━━ DATA SHOWN ━━
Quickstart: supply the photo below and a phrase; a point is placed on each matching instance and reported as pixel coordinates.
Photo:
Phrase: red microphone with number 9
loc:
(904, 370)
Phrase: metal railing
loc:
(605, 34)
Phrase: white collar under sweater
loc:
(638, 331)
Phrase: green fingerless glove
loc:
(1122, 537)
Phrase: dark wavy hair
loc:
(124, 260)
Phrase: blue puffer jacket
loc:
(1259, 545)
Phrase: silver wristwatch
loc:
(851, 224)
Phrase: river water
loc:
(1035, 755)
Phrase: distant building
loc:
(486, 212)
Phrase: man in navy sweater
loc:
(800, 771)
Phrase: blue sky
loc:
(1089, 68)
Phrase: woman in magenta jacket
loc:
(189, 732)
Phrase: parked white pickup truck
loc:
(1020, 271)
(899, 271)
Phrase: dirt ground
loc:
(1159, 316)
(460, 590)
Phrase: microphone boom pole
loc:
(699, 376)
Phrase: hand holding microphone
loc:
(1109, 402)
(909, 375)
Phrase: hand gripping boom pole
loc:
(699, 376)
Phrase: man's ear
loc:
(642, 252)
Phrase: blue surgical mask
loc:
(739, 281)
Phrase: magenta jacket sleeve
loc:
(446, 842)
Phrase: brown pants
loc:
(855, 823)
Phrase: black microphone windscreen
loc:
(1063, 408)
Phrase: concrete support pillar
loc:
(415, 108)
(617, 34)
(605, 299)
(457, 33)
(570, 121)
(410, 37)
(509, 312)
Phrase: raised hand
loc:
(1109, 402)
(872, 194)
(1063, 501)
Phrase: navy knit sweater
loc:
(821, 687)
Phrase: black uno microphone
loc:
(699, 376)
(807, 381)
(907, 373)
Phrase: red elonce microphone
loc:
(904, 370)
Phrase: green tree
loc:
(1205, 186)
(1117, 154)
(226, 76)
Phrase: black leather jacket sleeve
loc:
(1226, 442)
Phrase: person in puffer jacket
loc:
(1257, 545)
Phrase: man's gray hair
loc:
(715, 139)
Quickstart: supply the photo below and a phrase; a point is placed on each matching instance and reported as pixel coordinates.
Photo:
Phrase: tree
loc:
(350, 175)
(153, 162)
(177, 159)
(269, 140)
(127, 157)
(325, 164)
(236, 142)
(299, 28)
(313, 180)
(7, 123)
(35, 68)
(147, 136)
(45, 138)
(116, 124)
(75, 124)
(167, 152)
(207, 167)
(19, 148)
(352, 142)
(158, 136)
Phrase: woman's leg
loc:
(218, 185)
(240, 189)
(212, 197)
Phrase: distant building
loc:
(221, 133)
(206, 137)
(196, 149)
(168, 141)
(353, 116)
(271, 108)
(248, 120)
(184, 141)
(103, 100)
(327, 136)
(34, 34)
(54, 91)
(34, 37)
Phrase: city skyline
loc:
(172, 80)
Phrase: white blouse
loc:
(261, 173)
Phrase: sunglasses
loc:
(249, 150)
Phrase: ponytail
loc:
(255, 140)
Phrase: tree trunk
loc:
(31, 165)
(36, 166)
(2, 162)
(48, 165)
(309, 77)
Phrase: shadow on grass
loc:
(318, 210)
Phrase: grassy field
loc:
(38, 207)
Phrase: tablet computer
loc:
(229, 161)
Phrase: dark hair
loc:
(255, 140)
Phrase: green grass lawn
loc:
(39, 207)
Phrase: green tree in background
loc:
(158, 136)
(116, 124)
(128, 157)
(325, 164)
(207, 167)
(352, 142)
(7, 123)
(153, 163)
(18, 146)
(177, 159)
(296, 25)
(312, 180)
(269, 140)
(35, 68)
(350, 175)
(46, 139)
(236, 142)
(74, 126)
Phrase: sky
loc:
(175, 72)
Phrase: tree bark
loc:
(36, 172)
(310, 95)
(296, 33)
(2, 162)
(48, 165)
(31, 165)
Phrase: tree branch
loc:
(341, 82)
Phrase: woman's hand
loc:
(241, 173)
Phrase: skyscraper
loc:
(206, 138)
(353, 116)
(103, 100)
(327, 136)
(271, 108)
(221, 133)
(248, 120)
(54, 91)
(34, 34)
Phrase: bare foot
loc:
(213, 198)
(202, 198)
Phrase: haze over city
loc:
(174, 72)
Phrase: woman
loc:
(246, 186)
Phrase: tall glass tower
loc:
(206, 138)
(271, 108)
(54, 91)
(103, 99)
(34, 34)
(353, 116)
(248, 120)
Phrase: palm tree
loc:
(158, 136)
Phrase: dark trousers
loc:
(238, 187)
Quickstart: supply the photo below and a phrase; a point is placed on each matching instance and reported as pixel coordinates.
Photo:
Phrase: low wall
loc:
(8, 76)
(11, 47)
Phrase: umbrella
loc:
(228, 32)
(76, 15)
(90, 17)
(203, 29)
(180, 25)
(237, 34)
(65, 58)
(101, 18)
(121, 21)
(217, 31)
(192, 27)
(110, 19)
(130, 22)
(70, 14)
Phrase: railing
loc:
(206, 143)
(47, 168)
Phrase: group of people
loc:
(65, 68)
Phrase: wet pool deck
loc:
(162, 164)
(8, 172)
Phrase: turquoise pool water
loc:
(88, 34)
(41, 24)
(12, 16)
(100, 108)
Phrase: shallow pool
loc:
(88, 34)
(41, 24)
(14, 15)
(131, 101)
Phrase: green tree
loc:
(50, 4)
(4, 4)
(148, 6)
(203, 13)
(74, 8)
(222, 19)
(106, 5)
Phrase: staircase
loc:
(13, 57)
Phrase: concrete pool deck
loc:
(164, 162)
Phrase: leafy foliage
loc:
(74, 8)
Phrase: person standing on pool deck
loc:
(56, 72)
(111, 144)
━━━
• STATED PROBLEM
Exactly as written, give the line containing "Phrase: umbrella" and all remaining lines of the records.

• WRITTEN REPLY
Phrase: umbrella
loc:
(228, 32)
(76, 15)
(90, 17)
(203, 29)
(180, 25)
(237, 34)
(65, 58)
(101, 18)
(121, 21)
(217, 31)
(192, 27)
(110, 19)
(130, 22)
(70, 14)
Phrase: railing
loc:
(206, 143)
(47, 168)
Phrase: group of people
loc:
(65, 68)
Phrase: wet pool deck
loc:
(162, 164)
(8, 172)
Phrase: turquoise pool water
loc:
(88, 34)
(41, 24)
(12, 16)
(100, 108)
Phrase: shallow pool
loc:
(88, 34)
(41, 24)
(14, 15)
(131, 101)
Phrase: green tree
loc:
(50, 4)
(4, 4)
(148, 6)
(203, 13)
(74, 8)
(222, 19)
(106, 5)
Phrase: staircase
loc:
(13, 57)
Phrase: concrete pool deck
loc:
(164, 162)
Phrase: leafy foliage
loc:
(74, 8)
Phrase: person standing on pool deck
loc:
(56, 72)
(111, 144)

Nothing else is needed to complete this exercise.